* ABOUT THIS TASK *
Pictures are to be left out; every line from the one with "Place one point on every instance of the ground" through the end of the data must be transcribed exactly.

* GIVEN RECORDS *

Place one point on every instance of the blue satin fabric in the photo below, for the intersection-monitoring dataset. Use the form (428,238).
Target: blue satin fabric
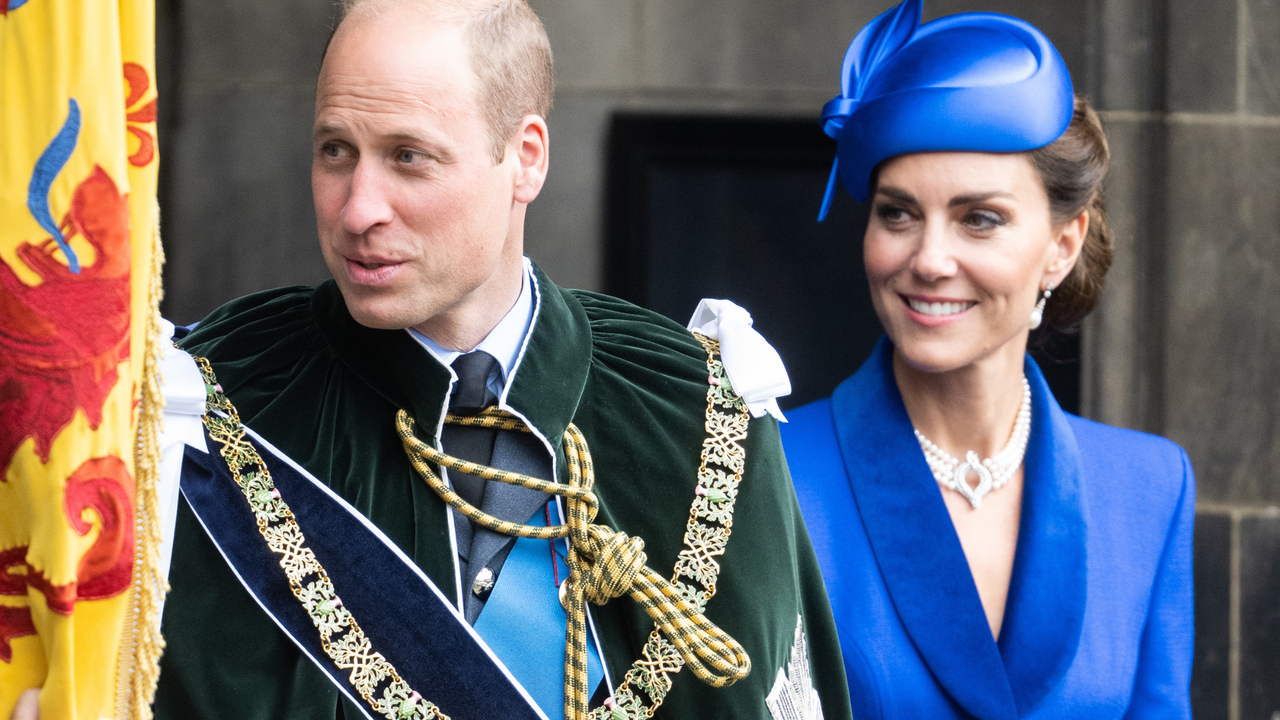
(1100,616)
(524,623)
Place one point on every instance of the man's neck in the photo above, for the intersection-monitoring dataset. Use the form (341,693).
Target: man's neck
(504,340)
(464,327)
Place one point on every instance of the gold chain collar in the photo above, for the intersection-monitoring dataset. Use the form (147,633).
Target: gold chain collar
(603,563)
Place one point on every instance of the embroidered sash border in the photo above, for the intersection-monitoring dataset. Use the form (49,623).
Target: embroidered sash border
(711,519)
(341,637)
(647,683)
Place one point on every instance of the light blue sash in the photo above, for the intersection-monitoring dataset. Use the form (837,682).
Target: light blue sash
(524,623)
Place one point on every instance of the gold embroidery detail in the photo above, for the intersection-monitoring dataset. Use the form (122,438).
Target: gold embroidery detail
(711,519)
(606,564)
(371,675)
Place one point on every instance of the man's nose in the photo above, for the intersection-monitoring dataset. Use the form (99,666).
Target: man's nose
(935,258)
(368,203)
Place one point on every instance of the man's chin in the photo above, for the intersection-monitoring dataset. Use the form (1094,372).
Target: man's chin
(380,311)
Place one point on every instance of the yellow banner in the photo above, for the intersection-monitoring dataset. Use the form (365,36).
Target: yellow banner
(78,291)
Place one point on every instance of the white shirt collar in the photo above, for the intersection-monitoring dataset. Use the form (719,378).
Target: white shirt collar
(503,341)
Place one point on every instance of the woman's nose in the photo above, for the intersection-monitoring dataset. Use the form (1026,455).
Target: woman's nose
(935,256)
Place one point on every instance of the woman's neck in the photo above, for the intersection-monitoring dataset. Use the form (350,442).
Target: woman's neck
(970,408)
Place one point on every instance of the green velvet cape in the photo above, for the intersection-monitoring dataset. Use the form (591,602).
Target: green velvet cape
(325,390)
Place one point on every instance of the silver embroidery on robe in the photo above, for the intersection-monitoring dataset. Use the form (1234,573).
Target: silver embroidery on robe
(792,696)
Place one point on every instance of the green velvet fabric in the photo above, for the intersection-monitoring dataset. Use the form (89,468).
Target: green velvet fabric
(325,390)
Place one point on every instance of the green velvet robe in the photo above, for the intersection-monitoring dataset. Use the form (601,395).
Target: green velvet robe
(325,390)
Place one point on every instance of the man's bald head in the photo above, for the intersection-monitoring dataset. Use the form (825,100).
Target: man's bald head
(510,55)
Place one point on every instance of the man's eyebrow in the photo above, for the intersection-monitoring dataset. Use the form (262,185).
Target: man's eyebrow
(978,197)
(325,128)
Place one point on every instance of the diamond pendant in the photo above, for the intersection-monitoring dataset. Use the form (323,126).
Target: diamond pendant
(961,479)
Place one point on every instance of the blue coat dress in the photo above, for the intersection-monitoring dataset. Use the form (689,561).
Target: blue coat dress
(1098,620)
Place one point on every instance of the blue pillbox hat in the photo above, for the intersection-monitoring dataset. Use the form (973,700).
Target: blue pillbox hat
(977,82)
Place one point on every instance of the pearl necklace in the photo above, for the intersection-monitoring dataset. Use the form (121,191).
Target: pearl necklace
(993,472)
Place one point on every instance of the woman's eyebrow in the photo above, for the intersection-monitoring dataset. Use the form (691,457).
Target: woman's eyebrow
(896,194)
(978,197)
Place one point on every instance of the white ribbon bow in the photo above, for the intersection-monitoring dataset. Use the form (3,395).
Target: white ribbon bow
(183,390)
(753,367)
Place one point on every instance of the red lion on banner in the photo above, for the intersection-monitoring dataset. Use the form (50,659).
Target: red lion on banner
(62,340)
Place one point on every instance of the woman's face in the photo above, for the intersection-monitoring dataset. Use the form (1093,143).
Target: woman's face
(958,250)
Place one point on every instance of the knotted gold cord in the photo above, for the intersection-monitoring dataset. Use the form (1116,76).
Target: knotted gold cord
(603,563)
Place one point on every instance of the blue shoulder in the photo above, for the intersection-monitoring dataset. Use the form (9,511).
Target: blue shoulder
(809,441)
(1141,459)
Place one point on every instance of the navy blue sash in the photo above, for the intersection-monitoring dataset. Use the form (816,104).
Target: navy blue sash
(401,611)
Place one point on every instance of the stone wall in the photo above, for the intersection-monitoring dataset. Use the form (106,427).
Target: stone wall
(1187,341)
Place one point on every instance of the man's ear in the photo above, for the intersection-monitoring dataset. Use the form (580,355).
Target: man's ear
(530,145)
(1066,249)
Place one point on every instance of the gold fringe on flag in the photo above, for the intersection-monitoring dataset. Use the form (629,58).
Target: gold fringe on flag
(141,643)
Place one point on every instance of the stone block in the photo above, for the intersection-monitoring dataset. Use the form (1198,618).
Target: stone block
(1201,55)
(240,215)
(595,42)
(238,41)
(755,44)
(1260,618)
(1223,313)
(562,227)
(1212,563)
(1112,350)
(1130,39)
(1262,57)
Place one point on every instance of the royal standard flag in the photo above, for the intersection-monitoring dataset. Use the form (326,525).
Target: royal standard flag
(78,396)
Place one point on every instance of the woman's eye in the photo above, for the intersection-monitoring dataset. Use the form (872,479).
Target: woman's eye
(892,214)
(983,220)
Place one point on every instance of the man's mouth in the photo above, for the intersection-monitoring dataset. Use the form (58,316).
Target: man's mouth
(938,309)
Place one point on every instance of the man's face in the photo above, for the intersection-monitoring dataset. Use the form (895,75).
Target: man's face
(416,219)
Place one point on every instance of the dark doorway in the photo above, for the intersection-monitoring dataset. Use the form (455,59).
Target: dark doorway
(726,206)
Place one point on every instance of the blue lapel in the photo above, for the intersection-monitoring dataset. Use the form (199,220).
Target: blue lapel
(915,545)
(924,566)
(1046,596)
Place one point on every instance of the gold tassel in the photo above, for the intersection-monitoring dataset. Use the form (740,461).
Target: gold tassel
(141,643)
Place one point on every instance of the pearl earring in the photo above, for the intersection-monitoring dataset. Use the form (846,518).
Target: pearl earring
(1038,313)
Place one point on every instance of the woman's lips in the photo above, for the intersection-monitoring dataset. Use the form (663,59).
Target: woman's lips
(932,311)
(375,272)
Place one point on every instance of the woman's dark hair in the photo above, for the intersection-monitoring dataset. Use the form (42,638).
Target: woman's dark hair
(1072,169)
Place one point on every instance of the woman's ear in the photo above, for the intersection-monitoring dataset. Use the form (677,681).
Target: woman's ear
(1065,249)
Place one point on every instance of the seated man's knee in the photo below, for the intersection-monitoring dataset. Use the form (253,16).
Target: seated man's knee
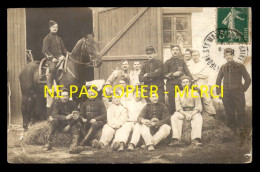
(166,128)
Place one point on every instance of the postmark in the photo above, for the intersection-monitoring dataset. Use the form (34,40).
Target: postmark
(232,25)
(213,52)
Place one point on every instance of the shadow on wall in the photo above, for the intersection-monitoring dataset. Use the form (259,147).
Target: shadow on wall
(74,23)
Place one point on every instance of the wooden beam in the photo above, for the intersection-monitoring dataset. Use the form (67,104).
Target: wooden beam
(127,57)
(96,34)
(123,31)
(172,10)
(159,32)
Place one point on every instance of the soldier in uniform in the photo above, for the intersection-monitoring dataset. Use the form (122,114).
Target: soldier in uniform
(93,114)
(173,69)
(63,117)
(187,108)
(117,75)
(116,117)
(234,92)
(155,120)
(152,74)
(187,58)
(54,49)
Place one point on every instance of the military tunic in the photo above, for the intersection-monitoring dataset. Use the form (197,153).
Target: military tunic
(59,113)
(171,66)
(53,46)
(155,110)
(233,93)
(154,70)
(153,135)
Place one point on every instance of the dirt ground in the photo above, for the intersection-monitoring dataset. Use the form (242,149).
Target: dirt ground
(18,153)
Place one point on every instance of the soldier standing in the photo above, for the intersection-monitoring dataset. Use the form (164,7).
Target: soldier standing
(234,92)
(152,74)
(63,117)
(93,114)
(54,49)
(173,69)
(155,120)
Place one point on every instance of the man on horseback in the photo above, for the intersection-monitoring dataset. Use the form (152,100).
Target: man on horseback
(54,49)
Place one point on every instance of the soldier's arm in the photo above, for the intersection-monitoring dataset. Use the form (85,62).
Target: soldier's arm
(112,78)
(56,113)
(158,72)
(219,79)
(165,115)
(103,112)
(186,70)
(198,104)
(45,47)
(166,72)
(64,50)
(143,114)
(141,74)
(246,77)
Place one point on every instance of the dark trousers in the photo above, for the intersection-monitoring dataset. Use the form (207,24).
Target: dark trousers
(171,96)
(160,92)
(60,125)
(234,103)
(52,66)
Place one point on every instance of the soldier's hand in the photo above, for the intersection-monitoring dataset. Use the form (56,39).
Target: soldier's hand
(92,121)
(84,120)
(54,60)
(66,129)
(69,117)
(178,73)
(61,58)
(188,117)
(50,118)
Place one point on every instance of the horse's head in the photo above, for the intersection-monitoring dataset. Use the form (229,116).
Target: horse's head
(90,48)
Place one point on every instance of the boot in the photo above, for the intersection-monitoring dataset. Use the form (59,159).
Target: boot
(87,137)
(49,80)
(47,146)
(75,141)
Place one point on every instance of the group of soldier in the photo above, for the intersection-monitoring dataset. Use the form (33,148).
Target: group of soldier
(124,121)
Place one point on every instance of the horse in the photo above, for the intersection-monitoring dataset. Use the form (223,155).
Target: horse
(80,66)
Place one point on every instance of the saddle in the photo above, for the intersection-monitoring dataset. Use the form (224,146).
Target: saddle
(44,69)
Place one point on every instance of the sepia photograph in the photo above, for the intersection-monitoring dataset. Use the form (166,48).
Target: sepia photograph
(129,85)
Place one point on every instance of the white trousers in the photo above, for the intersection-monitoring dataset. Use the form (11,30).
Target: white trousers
(161,134)
(196,125)
(107,134)
(123,133)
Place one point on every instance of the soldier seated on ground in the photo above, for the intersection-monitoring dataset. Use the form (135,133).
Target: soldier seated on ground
(134,107)
(116,117)
(64,119)
(187,108)
(154,118)
(93,116)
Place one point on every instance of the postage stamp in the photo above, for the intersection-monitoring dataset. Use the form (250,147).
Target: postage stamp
(232,24)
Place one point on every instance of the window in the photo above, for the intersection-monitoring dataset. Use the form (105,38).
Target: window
(177,30)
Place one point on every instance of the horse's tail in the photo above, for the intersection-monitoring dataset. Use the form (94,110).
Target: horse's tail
(26,77)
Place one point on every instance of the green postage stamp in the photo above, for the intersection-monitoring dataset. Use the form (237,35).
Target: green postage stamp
(232,25)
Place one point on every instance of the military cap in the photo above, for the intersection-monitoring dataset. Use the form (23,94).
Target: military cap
(229,50)
(149,50)
(174,45)
(185,77)
(51,23)
(93,87)
(64,89)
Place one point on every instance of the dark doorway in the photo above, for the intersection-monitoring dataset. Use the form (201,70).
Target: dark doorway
(74,23)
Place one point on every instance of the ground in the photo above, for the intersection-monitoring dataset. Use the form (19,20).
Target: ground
(229,152)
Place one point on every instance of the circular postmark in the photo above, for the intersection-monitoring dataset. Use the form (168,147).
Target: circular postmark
(213,49)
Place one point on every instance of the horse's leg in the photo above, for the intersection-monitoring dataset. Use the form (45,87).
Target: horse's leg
(25,112)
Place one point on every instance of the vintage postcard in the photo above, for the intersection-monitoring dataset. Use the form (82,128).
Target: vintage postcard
(146,85)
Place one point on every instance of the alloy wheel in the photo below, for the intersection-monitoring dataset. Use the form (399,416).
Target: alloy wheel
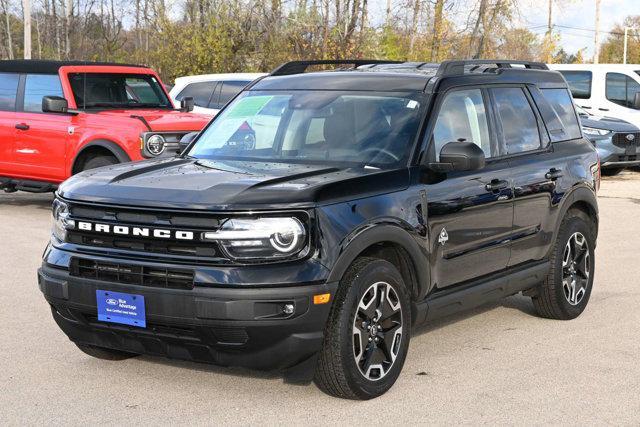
(575,268)
(377,331)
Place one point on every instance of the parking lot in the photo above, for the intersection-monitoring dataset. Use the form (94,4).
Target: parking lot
(498,364)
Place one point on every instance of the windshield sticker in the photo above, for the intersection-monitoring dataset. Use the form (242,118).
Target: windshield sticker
(249,106)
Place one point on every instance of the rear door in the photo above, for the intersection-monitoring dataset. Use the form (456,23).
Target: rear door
(8,93)
(41,138)
(470,213)
(534,165)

* ANSWER FOR THE TASK *
Place one point on every instance of the ground in the photo above, for the intersection-monitoring dataset. Use the form (19,20).
Target: ground
(229,152)
Place one point on every instance of the circular postmark in the photo above, for the intersection-monitoring dataset. Use the form (168,147).
Target: circular postmark
(213,49)
Place one point on every instance of the horse's leg in the photo above, for the intersection-monitoring dataset. Use the form (45,87).
Target: horse's leg
(25,112)
Place one point on every instance of the vintage postcard in the photo above, for the intersection-monitoring dataset. Use the form (82,128).
Target: vintage postcard
(146,85)
Place one point on every instance of the alloy wheel in the photo below, for the intersection-monitoring dataset. Use the form (399,416).
Target: alloy wheel
(575,268)
(377,331)
Place one point on every instance of the parking lot in the photo above, for the intersection-monitoring dataset. Use the form (94,4).
Target: parking lot
(498,364)
Place one point on every instance of the windshield sticker in the photo above, for the intersection-monitoring dataset. Use the form (242,118).
Target: windshield sticker
(249,106)
Place one point on every instance of the rear door in the photo above, for the intersection-monitoring dataset. Use the form (456,23).
Target: rear door
(8,93)
(41,138)
(470,213)
(534,165)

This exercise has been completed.